**Petunjuk Pengerjaan**
a) Salin dengan tepat sebagian teks tentang diskusi Kali Ilang Kedunge, mulai dari kata-kata yang memuat "Catatan Seorang Petualang" dan berhenti setelah "pandangan redaksi Kompas.".
b) Menurut teks tentang diskusi Kali Ilang Kedunge, di mana diskusi itu diadakan?
c) Jelaskan dalam satu sampai tiga kalimat alasan diskusi Kali Ilang Kedunge diselenggarakan menurut teks tentang diskusi tersebut.

Lihat ke Halaman Asli

Igoendonesia

TERVERIFIKASI

Catatan Seorang Petualang

Kali Ilang Kedunge antara Ramalan Jayabaya dan Degradasi Lingkungan

Diperbarui: 18 September 2023   13:27

Kompasiana adalah platform blog. Konten ini menjadi tanggung jawab bloger dan tidak mewakili pandangan redaksi Kompas.

Poster Diskusi Kali Ilang Kedunge (Dok. Panitia)

Malam itu suasana di Bioskop Misbar, Taman Kota Purbalingga menjadi hangat. Ada puluhan pemerhati lingkungan lintas komunitas di kota itu ngobrol gayeng pada gelaran diskusi bertajuk 'Kali Ilang Kedunge'. Hal itu menyorot fenomena degradasi lingkungan dan kekeringan yang masif terjadi di Purbalingga akhir-akhir ini.

"Diskusi ini terselenggara karena kepedulian kita adanya kasus kekeringan yang meluas akhir-akhir ini," kata penggagas acara Kris Hartoyo Yahya dari Forum Purbalingga Hijau pada diskusi yang berlangsung Minggu malam (17/09/2023).

**Data yang Ditampilkan**
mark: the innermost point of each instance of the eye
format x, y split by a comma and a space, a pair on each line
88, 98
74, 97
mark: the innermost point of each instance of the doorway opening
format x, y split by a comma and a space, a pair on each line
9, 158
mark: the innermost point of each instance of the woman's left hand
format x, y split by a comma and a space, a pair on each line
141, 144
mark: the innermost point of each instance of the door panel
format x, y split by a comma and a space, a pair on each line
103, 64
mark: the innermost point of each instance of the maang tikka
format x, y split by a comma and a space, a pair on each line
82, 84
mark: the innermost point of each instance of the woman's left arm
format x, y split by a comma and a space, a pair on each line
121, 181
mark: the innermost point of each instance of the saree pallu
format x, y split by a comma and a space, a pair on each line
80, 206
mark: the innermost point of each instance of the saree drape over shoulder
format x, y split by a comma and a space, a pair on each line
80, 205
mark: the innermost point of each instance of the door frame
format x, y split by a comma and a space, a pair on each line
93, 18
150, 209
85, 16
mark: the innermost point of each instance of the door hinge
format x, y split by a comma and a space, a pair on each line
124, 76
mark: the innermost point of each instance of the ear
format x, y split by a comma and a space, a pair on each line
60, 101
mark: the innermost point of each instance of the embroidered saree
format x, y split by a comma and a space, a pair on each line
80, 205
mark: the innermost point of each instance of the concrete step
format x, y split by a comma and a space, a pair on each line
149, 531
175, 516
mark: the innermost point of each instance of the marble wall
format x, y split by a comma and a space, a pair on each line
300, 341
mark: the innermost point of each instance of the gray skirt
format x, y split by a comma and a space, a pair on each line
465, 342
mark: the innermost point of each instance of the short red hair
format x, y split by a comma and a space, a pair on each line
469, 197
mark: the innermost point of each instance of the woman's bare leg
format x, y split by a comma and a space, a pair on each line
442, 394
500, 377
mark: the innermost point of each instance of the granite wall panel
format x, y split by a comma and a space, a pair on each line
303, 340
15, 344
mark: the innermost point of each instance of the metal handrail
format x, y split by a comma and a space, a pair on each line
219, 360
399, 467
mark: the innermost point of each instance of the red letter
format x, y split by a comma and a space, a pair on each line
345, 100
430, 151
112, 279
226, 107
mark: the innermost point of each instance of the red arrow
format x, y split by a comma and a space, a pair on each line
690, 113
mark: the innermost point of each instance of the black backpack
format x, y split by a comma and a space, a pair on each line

**Kunci Jawaban**
a)
Catatan Seorang Petualang

Kali Ilang Kedunge antara Ramalan Jayabaya dan Degradasi Lingkungan

Diperbarui: 18 September 2023   13:27

Kompasiana adalah platform blog. Konten ini menjadi tanggung jawab bloger dan tidak mewakili pandangan redaksi Kompas.

b) Di Bioskop Misbar, Taman Kota Purbalingga.

c) Diskusi itu diselenggarakan karena ada kepedulian terhadap kasus kekeringan yang meluas akhir-akhir ini. Alasan tersebut disampaikan oleh Kris Hartoyo Yahya dari Forum Purbalingga Hijau, penggagas acara.